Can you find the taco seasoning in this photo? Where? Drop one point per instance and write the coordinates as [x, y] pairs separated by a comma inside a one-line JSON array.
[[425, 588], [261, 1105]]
===
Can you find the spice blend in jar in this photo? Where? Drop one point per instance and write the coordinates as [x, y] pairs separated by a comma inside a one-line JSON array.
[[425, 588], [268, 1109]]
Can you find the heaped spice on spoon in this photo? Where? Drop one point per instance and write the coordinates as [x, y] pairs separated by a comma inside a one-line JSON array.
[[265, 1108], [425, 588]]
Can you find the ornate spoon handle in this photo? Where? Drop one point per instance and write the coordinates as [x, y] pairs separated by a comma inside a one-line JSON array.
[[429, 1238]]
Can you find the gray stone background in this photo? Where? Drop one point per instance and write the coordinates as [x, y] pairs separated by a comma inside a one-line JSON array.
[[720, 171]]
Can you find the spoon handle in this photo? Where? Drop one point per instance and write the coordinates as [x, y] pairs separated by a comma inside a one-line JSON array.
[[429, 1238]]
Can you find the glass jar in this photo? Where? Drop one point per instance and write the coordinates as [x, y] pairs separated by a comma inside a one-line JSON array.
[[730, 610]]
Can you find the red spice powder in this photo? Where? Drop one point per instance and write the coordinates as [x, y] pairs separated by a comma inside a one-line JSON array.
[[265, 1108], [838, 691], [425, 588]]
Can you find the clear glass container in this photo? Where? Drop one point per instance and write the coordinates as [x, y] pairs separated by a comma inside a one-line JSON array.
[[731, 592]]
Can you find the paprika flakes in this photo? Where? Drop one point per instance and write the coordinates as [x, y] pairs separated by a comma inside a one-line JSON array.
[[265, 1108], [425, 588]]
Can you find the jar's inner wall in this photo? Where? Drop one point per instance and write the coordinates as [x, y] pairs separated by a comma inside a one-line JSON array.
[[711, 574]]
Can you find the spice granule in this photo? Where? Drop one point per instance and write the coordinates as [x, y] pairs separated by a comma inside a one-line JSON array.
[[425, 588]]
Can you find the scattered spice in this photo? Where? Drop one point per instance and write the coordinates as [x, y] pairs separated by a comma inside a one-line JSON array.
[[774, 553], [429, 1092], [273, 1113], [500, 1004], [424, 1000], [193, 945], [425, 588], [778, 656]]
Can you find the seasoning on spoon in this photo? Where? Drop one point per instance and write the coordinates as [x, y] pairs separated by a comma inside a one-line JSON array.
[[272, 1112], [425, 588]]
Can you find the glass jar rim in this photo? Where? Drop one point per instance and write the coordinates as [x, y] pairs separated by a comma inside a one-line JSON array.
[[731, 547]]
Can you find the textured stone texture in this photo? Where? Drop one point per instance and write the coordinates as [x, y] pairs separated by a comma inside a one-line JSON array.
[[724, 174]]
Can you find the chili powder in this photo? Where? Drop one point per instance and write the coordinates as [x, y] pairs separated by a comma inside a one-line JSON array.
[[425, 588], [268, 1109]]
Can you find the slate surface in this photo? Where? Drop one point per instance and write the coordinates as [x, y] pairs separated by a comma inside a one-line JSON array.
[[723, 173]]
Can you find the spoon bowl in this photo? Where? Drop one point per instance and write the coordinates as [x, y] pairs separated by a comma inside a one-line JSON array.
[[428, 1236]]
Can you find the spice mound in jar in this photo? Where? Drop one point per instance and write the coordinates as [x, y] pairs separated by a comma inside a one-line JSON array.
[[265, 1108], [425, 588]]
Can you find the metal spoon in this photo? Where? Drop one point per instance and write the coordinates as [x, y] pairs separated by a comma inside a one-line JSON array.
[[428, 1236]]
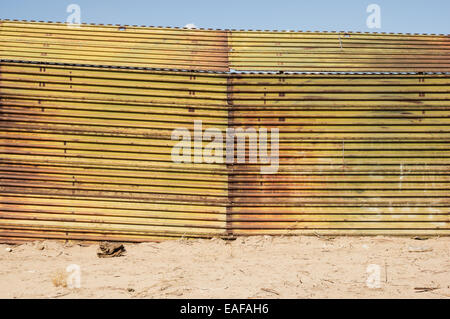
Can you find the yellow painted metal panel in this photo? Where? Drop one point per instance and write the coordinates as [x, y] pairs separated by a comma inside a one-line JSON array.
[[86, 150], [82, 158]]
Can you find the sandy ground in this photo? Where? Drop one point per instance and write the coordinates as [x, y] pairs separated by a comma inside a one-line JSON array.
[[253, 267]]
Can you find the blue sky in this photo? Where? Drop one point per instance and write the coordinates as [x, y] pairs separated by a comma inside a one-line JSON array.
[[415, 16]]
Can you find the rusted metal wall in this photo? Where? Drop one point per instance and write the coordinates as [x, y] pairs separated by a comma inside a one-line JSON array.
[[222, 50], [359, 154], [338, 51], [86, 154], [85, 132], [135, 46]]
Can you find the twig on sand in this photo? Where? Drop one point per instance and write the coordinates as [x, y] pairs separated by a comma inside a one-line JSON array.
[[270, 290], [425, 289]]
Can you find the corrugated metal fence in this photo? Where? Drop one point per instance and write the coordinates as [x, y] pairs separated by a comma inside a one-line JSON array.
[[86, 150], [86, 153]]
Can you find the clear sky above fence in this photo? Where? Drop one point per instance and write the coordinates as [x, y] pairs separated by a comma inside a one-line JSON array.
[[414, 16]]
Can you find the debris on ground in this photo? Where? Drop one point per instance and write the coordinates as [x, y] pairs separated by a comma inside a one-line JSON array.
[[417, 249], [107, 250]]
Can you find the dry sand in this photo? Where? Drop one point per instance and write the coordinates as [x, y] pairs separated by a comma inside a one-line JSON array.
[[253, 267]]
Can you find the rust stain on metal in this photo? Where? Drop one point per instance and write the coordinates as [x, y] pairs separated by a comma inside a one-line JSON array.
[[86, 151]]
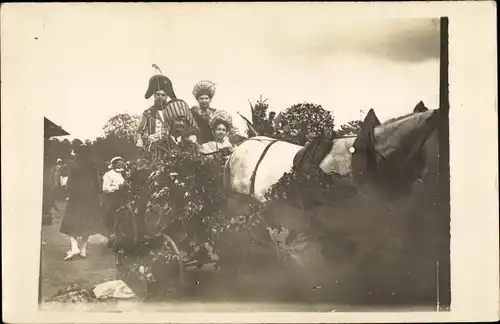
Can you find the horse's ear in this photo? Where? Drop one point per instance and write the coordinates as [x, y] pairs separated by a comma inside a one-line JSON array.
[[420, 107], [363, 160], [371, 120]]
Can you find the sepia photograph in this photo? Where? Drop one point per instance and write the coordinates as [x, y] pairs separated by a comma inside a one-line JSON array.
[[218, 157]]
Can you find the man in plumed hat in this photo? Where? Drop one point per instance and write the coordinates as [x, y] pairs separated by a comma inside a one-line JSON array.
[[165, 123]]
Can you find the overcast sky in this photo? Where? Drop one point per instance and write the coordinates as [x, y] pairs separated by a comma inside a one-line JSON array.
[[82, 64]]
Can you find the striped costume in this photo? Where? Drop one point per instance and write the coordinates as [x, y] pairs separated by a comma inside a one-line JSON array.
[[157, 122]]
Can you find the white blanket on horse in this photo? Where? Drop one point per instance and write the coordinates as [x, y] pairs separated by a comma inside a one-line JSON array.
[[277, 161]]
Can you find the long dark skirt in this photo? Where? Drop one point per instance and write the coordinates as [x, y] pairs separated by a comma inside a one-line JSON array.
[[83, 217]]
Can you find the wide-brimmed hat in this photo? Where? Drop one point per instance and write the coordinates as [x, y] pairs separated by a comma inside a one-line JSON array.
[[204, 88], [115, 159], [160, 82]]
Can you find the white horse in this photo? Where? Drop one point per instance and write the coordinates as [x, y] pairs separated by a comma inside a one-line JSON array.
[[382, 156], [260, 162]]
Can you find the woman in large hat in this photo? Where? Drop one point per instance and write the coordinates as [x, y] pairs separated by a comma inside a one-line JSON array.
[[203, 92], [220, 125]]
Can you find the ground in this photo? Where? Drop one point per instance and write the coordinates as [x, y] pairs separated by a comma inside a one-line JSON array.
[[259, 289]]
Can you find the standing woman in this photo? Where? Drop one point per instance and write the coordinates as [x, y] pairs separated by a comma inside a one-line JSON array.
===
■ WRITTEN REQUEST ■
Repeat verbatim the material between the line holding "Can you find the jar's" and the line holding "[[272, 1112], [425, 588]]", inclusive.

■ RESPONSE FOR THIS EXERCISE ■
Can you find the jar's inner wall in this photo? Where? Drop one point per instance and write the coordinates as [x, y] pairs separated by a comma inside a one-line JSON array.
[[711, 574]]
Can you find the spice granule in this photo? Where? Drop one point per instance and write the coordinates as [x, y] pairs separated by a comma inside a one-line JSON array.
[[425, 588]]
Can you find the scattered spice in this photo? Where? Drop one point per instance and write the coordinates as [x, y] pairs separated by a comma inside a one-line JSON array.
[[774, 553], [429, 1092], [273, 1113], [500, 1004], [424, 1000], [193, 945], [425, 588], [778, 656]]
Can you find the seasoning on spoon in this photo? Where? Drop one point per instance and write the coordinates as [x, y] pairs separated by a comma inside a one-line JSON array.
[[272, 1112], [425, 588]]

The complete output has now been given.